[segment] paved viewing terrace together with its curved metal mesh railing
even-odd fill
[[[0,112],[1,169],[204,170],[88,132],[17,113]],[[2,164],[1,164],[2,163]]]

# # # #

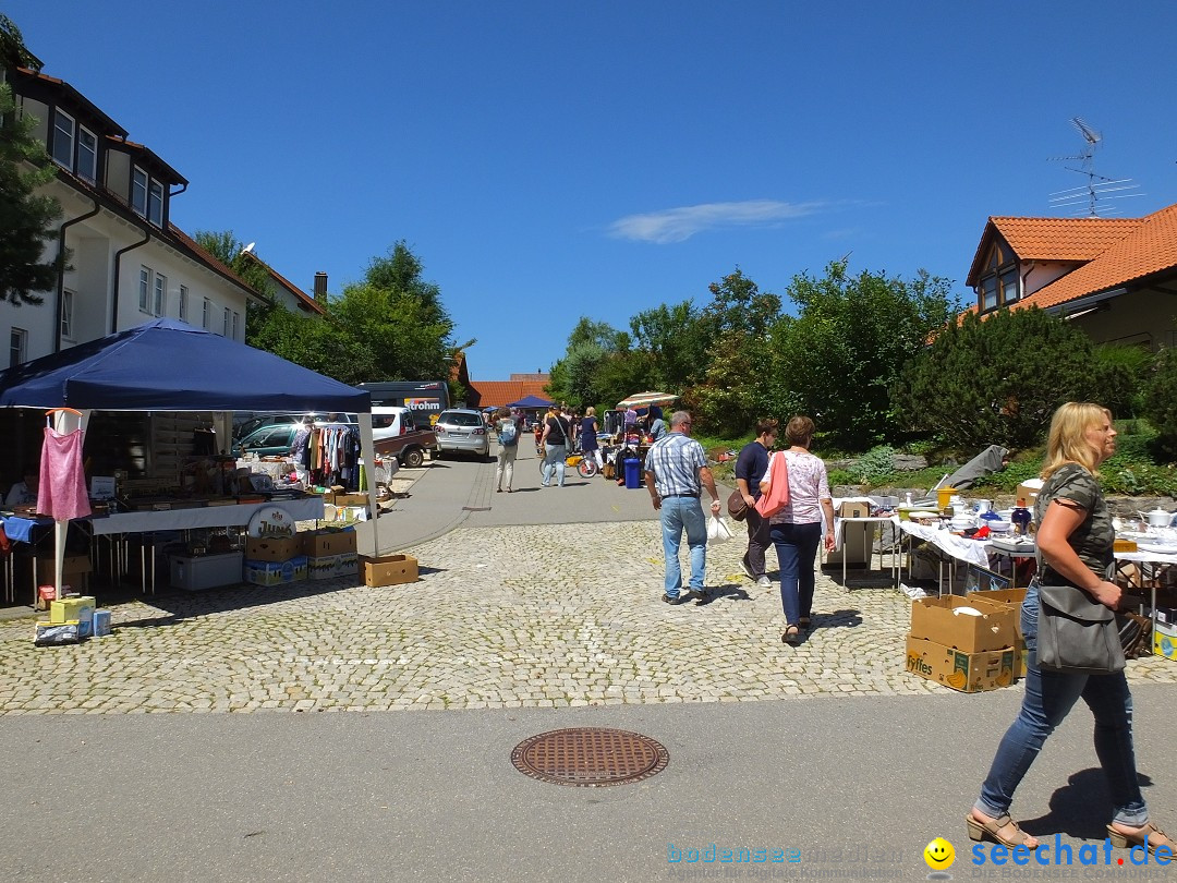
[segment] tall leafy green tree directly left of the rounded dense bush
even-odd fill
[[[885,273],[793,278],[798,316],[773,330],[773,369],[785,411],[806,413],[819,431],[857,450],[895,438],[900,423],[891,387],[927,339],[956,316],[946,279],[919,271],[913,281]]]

# # # #

# Exercise description
Out of the material above, select every line that holds the string "segment".

# Answer area
[segment] paved viewing terrace together with its curved metal mesh railing
[segment] tall leafy green tree directly left of the rounded dense bush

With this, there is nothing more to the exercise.